======== Текст для чтения

Но мир, мир тебе, брат мой прекрасный! Мир духу, крови, костям твоим!

Ты действительно победил пиджачных бесов, а не убежал от них, как я, — трепещущий за чистоту риз своих. Ты — Никола, а я Касьян, тебе все праздники и звоны на Руси, а мне в три года раз именины…»

Клюев писал Есенину о несоответствии внешнего и внутреннего в нём, внушал себе, что эта «змеиная кожа» — «до Апреля урочного», и сам прекрасно знал, что не «бежал» же сам, «сохраняя чистоту риз», да и сохранить их было невозможно. Оттого и «много ран… грехом смердящих». Но грехи его — другие, нежели у Серёженьки… А цену «битвы» с пролеткультовцами он знает сам, и «Пугачёва» читал с осознанием того, что переступил Есенин роковую черту.

«Клычков с Коленькой послал записку: надо, говорит, столкнуться нам в гурт, заявить о себе. Так скажи ему, что это подлинная баранья идеология; — да какая же овца безмозглая будет искать спасения после „Пугачёва“? Не от зависти говорю это, а от простого и ясного сознания Величества Твоего, брат мой и возлюбленный.

И так сладостно знать мне бедному, не приласканному никем, за своё русское в песнях твоих…

Князев пишет книгу толстущую про тебя и про меня. Ионов, конечно, издаст её и тем глуше надвинет на Госиздат могильную плиту. Этот новый Зингер, конечно, не в силах оболванить того понятия, что поэзия народа, воплощённая в наших писаниях, при народовластии должна занимать самое почётное место, что, порывая с нами, Советская власть порывает с самым нежным, самым глубоким в народе. Нам с тобой нужно принять это как знамение — ибо Лев и Голубь не простят власти греха её. Лев и Голубь — знаки наши — мы с тобой в львиноголубинности. Не согрешай же, милый, в песне проклятиями, их никто не слышит. „Старый клён на одной ноге“ — страж твой неизменный. Я же „под огненным баобабом мозг ковриги и звёзд постиг“. И наваждение — уверение твоё, что я всё „сердце выпеснил избе“. Конечно, я во многом человек конченый. Революция, сломав деревню, пожрала и мой избяной рай. Мамушка и отец в могиле, родня с сестрой во главе забрали себе всё. Мне досталась запечная Мекка — иконы, старые книги — их благоухание — единственное моё утешение.

================
======== Исходные данные

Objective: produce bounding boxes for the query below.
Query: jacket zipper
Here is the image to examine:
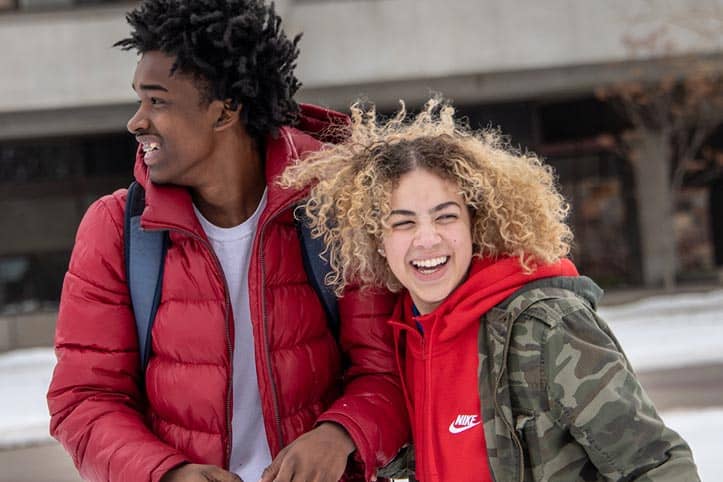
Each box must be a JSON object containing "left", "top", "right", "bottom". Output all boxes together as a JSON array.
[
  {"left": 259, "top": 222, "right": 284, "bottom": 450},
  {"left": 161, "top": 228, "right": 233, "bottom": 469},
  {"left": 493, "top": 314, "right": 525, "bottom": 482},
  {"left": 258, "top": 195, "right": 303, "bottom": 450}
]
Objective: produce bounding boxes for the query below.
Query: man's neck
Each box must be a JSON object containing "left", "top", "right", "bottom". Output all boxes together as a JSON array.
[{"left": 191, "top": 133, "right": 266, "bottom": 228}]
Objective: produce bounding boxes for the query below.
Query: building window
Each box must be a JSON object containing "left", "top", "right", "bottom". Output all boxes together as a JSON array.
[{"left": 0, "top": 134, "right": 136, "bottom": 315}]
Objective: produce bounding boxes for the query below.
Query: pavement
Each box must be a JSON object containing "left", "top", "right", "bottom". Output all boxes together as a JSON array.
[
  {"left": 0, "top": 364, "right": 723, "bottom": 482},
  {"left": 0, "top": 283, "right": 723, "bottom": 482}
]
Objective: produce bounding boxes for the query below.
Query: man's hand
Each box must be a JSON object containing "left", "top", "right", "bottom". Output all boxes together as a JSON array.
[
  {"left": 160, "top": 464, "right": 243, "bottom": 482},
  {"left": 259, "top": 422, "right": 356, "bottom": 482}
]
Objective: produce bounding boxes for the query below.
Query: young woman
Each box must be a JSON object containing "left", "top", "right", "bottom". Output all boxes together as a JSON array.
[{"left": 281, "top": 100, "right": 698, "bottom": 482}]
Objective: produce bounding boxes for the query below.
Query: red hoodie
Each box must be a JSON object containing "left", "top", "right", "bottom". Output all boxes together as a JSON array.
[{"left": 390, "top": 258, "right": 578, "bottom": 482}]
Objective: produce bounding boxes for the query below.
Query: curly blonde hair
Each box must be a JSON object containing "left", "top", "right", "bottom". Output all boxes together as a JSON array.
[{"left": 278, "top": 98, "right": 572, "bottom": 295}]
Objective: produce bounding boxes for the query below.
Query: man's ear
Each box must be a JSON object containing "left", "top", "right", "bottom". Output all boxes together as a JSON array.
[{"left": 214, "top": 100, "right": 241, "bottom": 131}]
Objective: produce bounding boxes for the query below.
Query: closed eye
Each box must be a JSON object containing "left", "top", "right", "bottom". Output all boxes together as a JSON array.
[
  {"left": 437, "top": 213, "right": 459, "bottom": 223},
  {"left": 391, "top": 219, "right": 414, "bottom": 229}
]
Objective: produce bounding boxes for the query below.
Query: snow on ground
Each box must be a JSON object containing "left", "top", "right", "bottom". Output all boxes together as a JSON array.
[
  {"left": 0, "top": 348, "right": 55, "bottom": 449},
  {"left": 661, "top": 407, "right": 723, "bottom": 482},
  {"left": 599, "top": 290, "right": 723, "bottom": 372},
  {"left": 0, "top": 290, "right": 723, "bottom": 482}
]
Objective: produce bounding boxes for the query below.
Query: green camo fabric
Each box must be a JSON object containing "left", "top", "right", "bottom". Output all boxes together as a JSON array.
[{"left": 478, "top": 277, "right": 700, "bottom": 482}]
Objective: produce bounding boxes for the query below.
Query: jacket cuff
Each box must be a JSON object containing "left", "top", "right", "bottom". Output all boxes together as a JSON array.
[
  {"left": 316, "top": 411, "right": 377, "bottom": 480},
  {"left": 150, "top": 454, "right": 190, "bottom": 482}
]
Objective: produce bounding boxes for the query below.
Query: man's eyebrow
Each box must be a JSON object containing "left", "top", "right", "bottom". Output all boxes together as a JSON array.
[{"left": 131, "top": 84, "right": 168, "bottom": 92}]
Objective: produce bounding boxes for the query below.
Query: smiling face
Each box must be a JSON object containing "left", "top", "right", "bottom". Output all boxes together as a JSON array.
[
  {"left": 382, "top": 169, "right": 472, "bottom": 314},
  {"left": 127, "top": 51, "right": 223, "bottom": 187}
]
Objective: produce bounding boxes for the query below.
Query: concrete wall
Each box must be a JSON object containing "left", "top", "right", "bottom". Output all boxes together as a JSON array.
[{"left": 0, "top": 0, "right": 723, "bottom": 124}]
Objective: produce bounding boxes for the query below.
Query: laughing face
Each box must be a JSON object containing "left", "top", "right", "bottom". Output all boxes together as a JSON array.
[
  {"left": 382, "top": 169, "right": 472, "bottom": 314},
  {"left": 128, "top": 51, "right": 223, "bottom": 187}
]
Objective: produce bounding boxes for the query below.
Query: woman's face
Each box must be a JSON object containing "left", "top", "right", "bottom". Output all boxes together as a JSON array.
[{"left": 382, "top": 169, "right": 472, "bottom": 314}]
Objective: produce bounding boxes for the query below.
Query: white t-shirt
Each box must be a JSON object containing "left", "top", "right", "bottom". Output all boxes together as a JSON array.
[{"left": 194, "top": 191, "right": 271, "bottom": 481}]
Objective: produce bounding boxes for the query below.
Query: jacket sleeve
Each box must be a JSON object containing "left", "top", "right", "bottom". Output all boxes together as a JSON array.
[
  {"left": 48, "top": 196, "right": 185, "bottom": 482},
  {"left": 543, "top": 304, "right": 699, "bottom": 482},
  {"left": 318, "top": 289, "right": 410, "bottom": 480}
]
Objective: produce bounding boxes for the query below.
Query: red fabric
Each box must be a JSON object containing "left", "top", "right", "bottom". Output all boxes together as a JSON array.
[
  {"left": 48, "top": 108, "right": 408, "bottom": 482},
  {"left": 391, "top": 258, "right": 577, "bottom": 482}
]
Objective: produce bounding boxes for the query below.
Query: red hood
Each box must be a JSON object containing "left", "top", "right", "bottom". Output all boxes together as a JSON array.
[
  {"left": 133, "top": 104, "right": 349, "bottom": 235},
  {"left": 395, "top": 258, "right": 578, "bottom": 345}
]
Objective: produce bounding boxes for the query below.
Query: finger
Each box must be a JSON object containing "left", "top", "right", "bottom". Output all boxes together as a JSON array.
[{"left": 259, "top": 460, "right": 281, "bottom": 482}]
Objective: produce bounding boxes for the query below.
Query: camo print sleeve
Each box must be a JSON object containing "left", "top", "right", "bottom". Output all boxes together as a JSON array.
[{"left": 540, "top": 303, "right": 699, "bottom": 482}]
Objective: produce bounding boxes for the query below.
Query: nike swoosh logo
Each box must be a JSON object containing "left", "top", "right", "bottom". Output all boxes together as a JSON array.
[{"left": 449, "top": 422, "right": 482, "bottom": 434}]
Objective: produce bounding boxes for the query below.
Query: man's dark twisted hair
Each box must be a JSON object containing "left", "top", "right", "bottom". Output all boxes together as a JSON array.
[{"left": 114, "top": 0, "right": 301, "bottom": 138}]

================

Задание A: Переведите на английский язык предложение из текста о Клюеве и Есенине: «Революция, сломав деревню, пожрала и мой избяной рай».
Задание B: Подсчитайте, в скольких строках записей встречается слово «hair». В ответе укажите только число.
Текст и записи взяты из разных источников.

Верный ответ A: The Revolution, having broken the village, devoured my peasant-hut paradise as well.

Верный ответ B: 2